'''

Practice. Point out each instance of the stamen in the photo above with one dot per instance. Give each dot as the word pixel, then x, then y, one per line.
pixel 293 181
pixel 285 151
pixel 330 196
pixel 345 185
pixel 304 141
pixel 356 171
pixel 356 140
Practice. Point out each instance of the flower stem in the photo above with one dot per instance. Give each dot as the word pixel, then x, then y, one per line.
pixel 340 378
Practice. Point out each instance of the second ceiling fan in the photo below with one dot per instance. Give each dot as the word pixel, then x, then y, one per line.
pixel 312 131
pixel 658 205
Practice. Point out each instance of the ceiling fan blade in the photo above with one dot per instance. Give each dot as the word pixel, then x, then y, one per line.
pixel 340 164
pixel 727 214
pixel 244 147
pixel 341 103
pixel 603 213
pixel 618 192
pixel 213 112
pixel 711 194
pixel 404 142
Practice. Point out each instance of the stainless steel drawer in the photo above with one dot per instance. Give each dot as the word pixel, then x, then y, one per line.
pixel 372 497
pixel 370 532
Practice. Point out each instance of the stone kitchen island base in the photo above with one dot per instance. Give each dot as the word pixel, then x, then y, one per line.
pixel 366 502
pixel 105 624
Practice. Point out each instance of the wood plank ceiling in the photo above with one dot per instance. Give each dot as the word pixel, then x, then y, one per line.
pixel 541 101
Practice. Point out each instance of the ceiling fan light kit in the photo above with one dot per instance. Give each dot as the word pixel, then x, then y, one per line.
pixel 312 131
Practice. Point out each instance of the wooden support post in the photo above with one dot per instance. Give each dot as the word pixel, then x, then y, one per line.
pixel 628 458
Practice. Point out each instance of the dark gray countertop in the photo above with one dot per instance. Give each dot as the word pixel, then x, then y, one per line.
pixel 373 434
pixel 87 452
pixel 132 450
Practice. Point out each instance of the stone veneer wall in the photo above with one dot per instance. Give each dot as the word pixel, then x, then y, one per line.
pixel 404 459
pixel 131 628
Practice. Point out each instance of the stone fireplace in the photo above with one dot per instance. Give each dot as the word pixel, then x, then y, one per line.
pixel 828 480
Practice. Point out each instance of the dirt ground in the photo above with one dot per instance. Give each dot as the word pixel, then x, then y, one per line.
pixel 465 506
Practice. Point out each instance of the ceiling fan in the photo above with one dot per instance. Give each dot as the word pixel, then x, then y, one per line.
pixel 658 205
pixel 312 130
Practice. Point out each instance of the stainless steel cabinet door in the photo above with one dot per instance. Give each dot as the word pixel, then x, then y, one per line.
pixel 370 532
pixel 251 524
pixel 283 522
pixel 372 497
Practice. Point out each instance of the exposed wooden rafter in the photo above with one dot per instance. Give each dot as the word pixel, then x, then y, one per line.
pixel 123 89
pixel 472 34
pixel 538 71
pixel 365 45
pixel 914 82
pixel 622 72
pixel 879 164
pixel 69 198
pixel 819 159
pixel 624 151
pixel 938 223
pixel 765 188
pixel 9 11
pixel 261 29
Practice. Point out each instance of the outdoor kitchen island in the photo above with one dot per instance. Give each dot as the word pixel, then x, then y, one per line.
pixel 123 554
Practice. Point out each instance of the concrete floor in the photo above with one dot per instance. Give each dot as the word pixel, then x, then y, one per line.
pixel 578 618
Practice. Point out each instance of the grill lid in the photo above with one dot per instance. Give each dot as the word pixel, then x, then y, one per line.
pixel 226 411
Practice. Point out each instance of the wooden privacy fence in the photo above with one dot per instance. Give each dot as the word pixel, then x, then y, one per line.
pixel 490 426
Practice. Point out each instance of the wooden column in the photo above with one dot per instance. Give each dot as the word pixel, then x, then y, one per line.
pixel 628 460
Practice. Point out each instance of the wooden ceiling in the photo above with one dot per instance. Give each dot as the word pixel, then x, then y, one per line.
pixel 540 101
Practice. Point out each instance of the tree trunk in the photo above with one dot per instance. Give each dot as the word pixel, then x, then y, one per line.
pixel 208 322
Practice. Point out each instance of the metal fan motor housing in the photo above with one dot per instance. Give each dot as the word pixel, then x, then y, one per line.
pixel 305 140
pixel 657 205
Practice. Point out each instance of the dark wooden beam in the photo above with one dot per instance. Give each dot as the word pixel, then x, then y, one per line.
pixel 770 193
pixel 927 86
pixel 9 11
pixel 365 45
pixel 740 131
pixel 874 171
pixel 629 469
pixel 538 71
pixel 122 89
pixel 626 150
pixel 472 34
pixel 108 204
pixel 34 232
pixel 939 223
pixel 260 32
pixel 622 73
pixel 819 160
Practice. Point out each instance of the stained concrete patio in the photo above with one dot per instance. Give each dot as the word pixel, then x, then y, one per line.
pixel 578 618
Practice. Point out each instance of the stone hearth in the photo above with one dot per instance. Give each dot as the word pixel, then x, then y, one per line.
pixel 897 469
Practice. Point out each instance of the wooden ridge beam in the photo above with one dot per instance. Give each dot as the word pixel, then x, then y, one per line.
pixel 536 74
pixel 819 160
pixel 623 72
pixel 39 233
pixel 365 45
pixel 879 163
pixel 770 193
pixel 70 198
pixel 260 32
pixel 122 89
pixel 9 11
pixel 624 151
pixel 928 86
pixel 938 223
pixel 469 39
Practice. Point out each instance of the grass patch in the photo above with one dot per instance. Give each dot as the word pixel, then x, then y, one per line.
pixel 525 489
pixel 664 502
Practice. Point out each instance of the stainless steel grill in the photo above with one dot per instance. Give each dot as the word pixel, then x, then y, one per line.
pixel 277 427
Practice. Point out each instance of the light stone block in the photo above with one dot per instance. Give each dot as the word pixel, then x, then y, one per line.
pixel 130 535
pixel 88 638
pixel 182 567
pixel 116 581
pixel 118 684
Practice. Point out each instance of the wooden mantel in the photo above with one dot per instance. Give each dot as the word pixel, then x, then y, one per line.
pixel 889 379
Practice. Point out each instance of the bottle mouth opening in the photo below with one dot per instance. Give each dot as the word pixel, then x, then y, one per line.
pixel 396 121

'''

§ Goal
Retype the records above word for word, from the line that contains "Practice. Point out each instance of the stone fireplace" through the line that contains "pixel 465 506", including both of those lines.

§ Problem solution
Practice. Point out each instance of the stone fireplace in the photo above with one dot per instance. Give each dot as the word pixel, then x, then y, one per line.
pixel 828 480
Practice. Point out each instance of the dirt ground in the photo above with one dot per instance. Give each dot as the word pixel, then x, then y, one per line.
pixel 465 506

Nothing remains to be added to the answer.